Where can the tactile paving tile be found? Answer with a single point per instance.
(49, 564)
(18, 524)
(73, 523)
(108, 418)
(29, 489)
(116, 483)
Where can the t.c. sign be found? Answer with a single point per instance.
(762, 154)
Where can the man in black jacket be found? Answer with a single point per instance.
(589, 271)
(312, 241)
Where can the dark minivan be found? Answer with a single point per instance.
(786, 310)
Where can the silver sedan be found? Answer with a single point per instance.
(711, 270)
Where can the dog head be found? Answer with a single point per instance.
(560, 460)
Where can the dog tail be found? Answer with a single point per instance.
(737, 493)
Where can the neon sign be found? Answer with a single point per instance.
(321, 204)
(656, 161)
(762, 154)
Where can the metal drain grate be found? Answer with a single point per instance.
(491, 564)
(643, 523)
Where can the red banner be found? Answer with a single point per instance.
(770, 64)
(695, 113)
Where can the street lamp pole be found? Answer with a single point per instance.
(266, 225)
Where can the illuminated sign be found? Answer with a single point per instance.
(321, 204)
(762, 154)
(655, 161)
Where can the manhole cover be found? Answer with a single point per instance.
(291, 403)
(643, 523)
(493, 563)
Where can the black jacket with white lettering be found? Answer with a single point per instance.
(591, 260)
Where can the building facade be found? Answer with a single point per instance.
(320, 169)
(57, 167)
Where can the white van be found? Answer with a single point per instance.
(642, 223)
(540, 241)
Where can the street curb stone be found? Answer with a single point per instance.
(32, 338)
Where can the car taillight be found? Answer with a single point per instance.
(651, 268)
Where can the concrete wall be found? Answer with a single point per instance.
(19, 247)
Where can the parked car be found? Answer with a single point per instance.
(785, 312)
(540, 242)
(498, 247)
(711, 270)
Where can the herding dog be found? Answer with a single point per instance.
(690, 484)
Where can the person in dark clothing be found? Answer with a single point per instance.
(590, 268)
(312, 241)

* [Set task]
Can you give all of the entries above as a numbered list, with any blank lines left out?

* [Right answer]
1. Where can the tactile paving tile be found? Answer with a single point per instance.
2. (49, 564)
3. (18, 524)
4. (73, 523)
5. (108, 418)
6. (29, 489)
7. (116, 483)
8. Where can the t.c. sign be found? Answer with a single point per instance.
9. (762, 154)
10. Where can the man in black jacket be found? Answer with a single point per instance.
11. (589, 271)
12. (312, 241)
13. Where can the dark minivan be found? Answer with a single point per instance.
14. (786, 310)
15. Where can the silver sedan be found? Answer with a single point per instance.
16. (711, 270)
17. Where can the dog head be found? Answer with a single point per instance.
18. (560, 460)
19. Where can the dog tail be found? Answer with a single point per instance.
20. (737, 493)
21. Where can the neon sign be found? Answer with a single point per instance.
22. (321, 204)
23. (656, 161)
24. (762, 154)
25. Where can the metal drain grate be found? Answer with a single point per instance.
26. (491, 564)
27. (643, 523)
28. Where can the red banner be found? Answer with a single point per instance.
29. (770, 64)
30. (695, 113)
31. Where can the street lamp pole be found? Answer with a single point per instance.
32. (266, 225)
33. Where can the illuminated sign be found? Answer with a single point per instance.
34. (321, 204)
35. (762, 154)
36. (655, 161)
37. Where can the manhole cover be found? Answer with a single point per instance.
38. (291, 403)
39. (643, 523)
40. (493, 563)
41. Where can the black jacket with white lettering be found? Answer with a single point per instance.
42. (591, 260)
43. Where can the building facade be found? Answer with a single point per instance.
44. (320, 169)
45. (57, 167)
46. Where can the white van be found? Answer with a single point per instance.
47. (642, 223)
48. (540, 241)
49. Where can the street curb stone be found? Answer with a single point per instance.
50. (32, 338)
51. Where can the car taillight be found? Answer with a single point per instance.
52. (651, 268)
53. Where can the concrete wall be found? Answer with a single point per instance.
54. (19, 247)
55. Where can the parked car be found? Answer with a single point per instance.
56. (785, 312)
57. (540, 242)
58. (498, 247)
59. (711, 270)
60. Where can the herding dog be found? Answer with a single point per instance.
61. (690, 484)
62. Where can the person in dark clothing be found? Answer with a single point per instance.
63. (590, 268)
64. (312, 241)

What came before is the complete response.